* Что нужно сделать
- A) Ответь на вопросы по рассказу о Нагарджуне и золотой кружке:
(i) Чем была украшена кружка, которую королева велела изготовить для Нагарджуны?
(ii) Где остановился Нагарджуна, когда вернулся из дворца?
(iii) Сколько раз в день едят буддистские монахи, как знал вор?
- B) Подхвати рассказ о Нагарджуне и золотой кружке и продолжи его после последней фразы.

* Отрывок
——————

Некая королева была беззаветно предана ему и, когда он прибыл в столицу ее государства, велела изготовить ему в подарок золотую кружку для подаяния, украшенную бриллиантами. Когда он пришел ко дворцу просить милостыню, она сказала:
– Сначала ты должен мне кое-что пообещать.
– Ты просишь обещания у голого человека, который не имеет ничего, кроме кружки для подаяния.
– Этого вполне достаточно, – ответила она. – Я прошу твою кружку.
– Можешь взять ее.
– Но это не все. Вместо нее я дам тебе другую, и ты возьмешь ее.
– Не вопрос, любая кружка сгодится, – сказал Нагарджуна.
Он даже не осознавал, что она прячет. Золотая кружка, украшенная бесценными бриллиантами.
Он взял ее. Когда он возвращался к руинам монастыря, где остановился, его увидел вор и не мог поверить своим глазам. Кружка для подаяния сверкала, как звезды, а он был гол – без сомнения, очень красив, величествен; но зачем такая кружка голому человеку? Сколько он сможет хранить ее? Кто-нибудь украдет ее, почему не я?
Он последовал за Нагарджуной. Нагарджуна зашел в комнату, которая представляла собой небольшой сарай с кое-где оставшимися стенами. Весь монастырь был в руинах; сбоку было окно; вор спрятался снаружи, зная, что буддистские монахи едят только раз в день. Сейчас он поест, а потом ляжет немного поспать – вздремнуть. Это будет подходящий момент. В этом монастыре никто не живет уже тысячи лет.
Прежде чем предоставить ему возможность украсть кружку, Нагарджуна поел, а затем выбросил ее в окно, под которым сидел вор. Вор не мог в это поверить. Он был потрясен. В какой-то момент он даже не знал, что ему делать; что это за человек? Он поел и выбросил эту невероятно дорогую кружку, будто абсолютно бесполезную вещь, – и именно туда, где сижу я.
Он встал и спросил Нагарджуну: «Могу я зайти и задать один вопрос?» Нагарджуна ответил: «Чтобы ты сюда зашел, я должен был выбросить кружку. Входи. Кружка твоя, не волнуйся. Я тебе ее подарил, поэтому ты не будешь вором. Это подарок. Я бедный человек. У меня нет ничего, кроме этой кружки; и я знаю, что она долго у меня не задержится, потому что я буду спать, и кто-нибудь обязательно ее украдет; ты избавил меня от стольких проблем. От самой столицы ты шел за мной, я видел. А сегодня жаркий летний день. Пожалуйста, не отказывайся. Возьми ее».

——————

* Строки данных
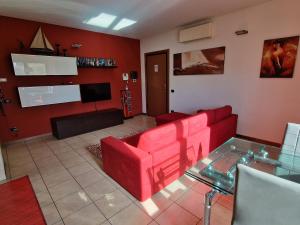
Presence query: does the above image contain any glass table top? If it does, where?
[186,138,300,194]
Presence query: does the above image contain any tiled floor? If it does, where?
[1,116,232,225]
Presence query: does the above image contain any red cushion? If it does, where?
[122,133,142,147]
[137,120,188,152]
[151,139,196,192]
[187,110,215,135]
[215,105,232,122]
[155,112,190,125]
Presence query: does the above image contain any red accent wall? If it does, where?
[0,16,142,142]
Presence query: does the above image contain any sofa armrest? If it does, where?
[101,137,153,201]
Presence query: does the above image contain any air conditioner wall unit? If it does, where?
[179,23,213,42]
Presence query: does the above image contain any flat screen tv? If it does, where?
[80,83,111,103]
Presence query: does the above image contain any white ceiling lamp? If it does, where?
[113,18,136,30]
[84,13,117,28]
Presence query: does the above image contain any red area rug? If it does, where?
[0,176,46,225]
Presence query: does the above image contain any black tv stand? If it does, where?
[51,109,123,139]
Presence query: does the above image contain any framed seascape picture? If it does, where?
[173,47,225,75]
[260,36,299,78]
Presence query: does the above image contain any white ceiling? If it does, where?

——————

* Решённые задачи
- A)
(i) Бриллиантами.
(ii) В руинах монастыря.
(iii) Только раз в день.

- B)
Вор сказал:
– Странный ты человек. Ты что, не знаешь, какая это ценность?
– С тех пор как я познал себя, больше ничто не имеет ценности, – ответил Нагарджуна.
Вор посмотрел на Нагарджуну и попросил:
– Тогда сделай мне еще один подарок: как мне познать себя настолько, чтобы по сравнению с этим такая ценная кружка ничего не стоила?
– Это очень просто.
– Прежде чем ты что-нибудь скажешь, я хочу представиться. Я известный вор.
– Кто не вор? – ответил Нагарджуна. – Не волнуйся по пустякам. В этом мире все воры: все приходят сюда голые, не имея ничего, а потом у всех появляется то или другое. Все мы воры, поэтому не беспокойся. Вот почему я живу голый. Это вполне нормально. Все, что ты делаешь, нужно делать хорошо. Нужно только одно: когда воруешь, осознавай, будь бдительным, наблюдай. Если ты теряешь бдительность – не воруй. Вот тебе простое правило.
– Это очень просто, – сказал вор. – Когда я смогу снова тебя увидеть?
– Я буду здесь две недели. Ты можешь прийти в любой день, но сначала попробуй.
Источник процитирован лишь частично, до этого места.